[Opening Given records section]
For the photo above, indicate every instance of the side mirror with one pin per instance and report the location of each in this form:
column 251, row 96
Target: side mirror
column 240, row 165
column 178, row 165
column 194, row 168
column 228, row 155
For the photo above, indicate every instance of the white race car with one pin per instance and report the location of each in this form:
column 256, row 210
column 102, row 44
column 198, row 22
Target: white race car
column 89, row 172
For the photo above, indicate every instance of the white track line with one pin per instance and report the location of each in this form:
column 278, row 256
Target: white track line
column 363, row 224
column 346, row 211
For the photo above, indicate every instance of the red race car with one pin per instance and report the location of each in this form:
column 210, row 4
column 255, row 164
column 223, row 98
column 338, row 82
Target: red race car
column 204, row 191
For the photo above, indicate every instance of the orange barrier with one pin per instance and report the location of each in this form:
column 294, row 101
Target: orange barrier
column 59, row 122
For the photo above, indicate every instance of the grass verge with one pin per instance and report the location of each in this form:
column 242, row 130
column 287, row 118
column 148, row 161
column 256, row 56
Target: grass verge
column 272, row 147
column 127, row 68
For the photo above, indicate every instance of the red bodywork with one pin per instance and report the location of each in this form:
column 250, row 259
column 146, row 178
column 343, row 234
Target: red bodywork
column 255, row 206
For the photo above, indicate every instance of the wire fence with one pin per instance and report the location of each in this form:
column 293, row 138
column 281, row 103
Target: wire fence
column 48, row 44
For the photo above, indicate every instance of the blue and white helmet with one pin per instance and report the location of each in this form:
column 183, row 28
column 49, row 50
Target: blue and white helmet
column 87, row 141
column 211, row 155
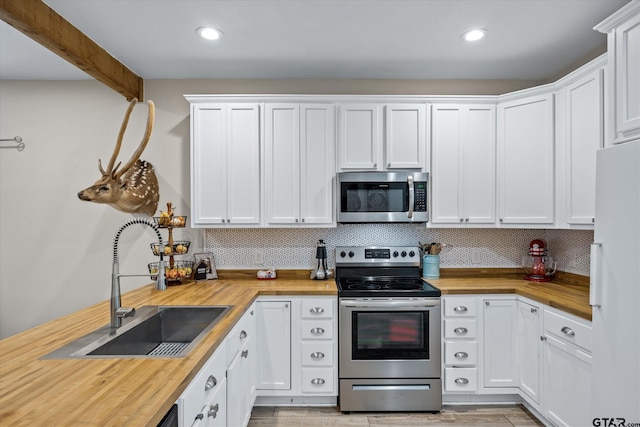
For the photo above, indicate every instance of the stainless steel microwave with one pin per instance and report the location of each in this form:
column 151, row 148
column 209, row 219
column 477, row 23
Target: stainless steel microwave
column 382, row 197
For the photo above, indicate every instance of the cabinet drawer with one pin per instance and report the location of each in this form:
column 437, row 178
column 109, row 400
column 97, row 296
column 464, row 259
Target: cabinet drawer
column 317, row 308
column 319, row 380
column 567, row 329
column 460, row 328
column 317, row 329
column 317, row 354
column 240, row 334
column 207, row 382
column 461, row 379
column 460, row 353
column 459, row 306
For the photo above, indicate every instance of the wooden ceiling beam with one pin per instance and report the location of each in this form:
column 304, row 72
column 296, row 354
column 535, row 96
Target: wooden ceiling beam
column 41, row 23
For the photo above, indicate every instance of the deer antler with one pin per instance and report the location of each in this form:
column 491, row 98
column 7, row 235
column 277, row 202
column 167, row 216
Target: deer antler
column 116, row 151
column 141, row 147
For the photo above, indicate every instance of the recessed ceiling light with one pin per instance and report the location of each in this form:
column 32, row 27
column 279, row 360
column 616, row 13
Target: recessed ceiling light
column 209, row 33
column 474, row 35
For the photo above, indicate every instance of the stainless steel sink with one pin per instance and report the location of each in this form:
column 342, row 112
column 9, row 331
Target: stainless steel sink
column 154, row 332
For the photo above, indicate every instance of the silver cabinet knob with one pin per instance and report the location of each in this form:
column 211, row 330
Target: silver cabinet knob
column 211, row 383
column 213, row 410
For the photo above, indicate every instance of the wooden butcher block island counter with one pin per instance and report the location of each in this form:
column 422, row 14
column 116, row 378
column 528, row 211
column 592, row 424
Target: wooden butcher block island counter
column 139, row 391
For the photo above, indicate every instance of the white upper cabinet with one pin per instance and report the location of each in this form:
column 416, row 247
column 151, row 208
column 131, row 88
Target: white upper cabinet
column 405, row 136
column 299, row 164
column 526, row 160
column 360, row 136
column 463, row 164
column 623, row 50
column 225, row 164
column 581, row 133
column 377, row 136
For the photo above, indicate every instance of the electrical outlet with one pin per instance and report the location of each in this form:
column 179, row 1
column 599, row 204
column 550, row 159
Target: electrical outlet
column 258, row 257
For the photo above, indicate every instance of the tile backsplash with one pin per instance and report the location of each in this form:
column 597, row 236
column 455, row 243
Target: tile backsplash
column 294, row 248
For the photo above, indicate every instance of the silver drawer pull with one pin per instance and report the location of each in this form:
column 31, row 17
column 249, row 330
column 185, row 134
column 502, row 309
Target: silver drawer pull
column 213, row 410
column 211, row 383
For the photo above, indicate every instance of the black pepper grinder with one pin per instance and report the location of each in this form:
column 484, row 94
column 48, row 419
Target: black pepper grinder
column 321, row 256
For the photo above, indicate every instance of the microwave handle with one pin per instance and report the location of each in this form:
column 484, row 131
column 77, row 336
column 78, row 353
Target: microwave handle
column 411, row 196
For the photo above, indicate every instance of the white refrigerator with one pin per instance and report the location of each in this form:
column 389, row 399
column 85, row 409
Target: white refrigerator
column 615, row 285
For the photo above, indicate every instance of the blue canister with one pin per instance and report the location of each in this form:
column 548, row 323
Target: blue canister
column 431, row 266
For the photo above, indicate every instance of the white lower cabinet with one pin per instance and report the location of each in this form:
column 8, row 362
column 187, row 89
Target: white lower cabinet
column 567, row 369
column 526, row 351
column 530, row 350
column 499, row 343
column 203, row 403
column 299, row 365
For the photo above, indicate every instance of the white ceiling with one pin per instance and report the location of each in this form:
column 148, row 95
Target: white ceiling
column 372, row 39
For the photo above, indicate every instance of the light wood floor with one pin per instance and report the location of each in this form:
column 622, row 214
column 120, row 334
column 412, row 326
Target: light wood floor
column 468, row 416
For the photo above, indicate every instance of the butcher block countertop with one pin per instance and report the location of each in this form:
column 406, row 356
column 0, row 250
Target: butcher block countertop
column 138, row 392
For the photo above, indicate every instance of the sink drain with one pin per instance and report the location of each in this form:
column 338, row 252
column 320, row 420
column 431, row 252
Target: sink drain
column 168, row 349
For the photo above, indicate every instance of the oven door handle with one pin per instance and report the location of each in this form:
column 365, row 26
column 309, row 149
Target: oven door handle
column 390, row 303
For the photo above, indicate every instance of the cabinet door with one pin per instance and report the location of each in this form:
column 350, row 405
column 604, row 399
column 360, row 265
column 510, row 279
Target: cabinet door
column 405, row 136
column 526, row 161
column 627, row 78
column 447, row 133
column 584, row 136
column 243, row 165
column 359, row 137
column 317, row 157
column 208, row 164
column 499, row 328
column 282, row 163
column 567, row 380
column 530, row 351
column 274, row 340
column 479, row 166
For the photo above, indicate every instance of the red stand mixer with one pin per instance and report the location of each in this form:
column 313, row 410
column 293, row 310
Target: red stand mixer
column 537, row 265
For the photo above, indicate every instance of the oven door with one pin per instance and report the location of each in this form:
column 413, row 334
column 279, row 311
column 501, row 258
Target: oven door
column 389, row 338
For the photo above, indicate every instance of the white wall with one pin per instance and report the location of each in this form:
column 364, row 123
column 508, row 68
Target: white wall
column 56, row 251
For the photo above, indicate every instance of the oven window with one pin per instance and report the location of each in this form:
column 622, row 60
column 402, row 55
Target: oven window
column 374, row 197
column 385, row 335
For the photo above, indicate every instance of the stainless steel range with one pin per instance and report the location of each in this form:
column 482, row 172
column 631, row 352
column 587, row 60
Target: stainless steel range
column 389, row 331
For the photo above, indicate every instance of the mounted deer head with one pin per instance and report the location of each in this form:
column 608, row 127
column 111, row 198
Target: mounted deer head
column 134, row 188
[Closing Given records section]
[Opening Given records section]
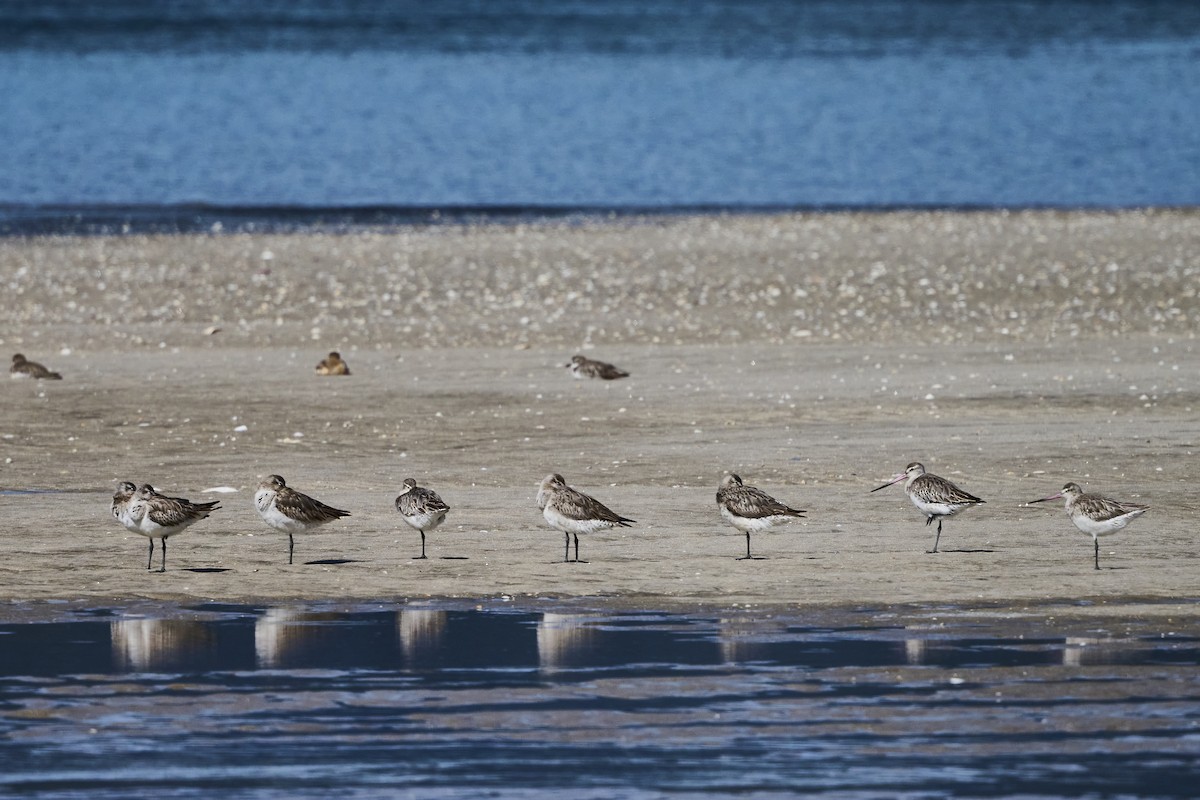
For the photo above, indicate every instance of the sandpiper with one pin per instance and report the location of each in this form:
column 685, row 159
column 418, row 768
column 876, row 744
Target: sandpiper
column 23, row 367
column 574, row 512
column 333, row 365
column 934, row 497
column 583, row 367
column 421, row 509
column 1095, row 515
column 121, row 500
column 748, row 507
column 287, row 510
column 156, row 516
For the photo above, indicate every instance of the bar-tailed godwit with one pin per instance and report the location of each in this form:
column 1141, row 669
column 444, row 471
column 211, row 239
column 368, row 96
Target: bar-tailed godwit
[Closing Given records section]
[Opening Given records section]
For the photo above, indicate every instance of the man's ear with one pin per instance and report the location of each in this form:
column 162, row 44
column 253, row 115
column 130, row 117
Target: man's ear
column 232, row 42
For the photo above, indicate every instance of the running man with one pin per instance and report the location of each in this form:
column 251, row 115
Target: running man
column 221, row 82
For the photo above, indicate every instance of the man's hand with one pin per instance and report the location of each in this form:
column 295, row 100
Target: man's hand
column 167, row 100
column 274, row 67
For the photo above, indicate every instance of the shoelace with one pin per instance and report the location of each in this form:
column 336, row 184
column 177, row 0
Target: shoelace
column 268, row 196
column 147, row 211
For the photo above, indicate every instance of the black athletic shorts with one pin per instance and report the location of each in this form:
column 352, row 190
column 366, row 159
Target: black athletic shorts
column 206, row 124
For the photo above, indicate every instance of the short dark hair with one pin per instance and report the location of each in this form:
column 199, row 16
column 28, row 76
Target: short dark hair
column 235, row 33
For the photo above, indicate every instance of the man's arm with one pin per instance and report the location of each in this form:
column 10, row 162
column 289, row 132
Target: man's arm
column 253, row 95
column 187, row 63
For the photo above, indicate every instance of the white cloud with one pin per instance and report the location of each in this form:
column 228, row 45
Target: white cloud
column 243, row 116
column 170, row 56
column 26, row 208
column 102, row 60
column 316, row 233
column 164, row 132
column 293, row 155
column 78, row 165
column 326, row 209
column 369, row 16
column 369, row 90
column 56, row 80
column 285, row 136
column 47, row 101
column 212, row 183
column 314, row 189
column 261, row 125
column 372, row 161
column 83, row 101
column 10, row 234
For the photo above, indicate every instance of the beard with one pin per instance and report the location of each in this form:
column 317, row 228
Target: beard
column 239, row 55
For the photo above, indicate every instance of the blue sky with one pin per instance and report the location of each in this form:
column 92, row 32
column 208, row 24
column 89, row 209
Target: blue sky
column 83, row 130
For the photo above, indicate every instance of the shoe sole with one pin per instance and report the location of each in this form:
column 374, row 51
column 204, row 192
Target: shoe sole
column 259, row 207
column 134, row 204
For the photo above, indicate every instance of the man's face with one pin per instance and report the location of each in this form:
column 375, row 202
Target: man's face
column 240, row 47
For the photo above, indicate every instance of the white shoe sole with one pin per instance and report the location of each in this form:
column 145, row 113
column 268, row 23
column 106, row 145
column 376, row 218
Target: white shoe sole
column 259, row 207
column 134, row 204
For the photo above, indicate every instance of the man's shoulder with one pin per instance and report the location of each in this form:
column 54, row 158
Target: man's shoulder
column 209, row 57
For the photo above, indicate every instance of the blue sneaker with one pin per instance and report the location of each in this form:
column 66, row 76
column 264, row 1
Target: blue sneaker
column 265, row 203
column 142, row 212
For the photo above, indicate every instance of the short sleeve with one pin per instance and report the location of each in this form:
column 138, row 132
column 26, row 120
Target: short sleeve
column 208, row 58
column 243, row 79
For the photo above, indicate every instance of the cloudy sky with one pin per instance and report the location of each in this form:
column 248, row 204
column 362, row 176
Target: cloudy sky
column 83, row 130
[Closing Given records section]
> **Assigned task**: Look above for the line holding "For the photo above, indicate every instance of the red race", then set down exactly that line and every line after it up to and including the line holding "column 250, row 259", with nothing else.

> **The completed task**:
For the photo above, indicate every instance of the red race car with one pin per instance and report the location of each in this form:
column 210, row 4
column 255, row 164
column 223, row 98
column 338, row 82
Target: red race car
column 204, row 191
For the photo above, indicate every instance of the orange barrier with one pin per instance and report the location of each in this form:
column 294, row 101
Target: orange barrier
column 59, row 122
For the photo above, indicate every instance of the grass verge with one pin per instance and report the location of each in this form:
column 242, row 130
column 287, row 118
column 148, row 161
column 256, row 56
Target: grass verge
column 272, row 147
column 127, row 68
For the photo above, indicate every instance of the red bodywork with one pin per instance and report the location of each in this form:
column 250, row 259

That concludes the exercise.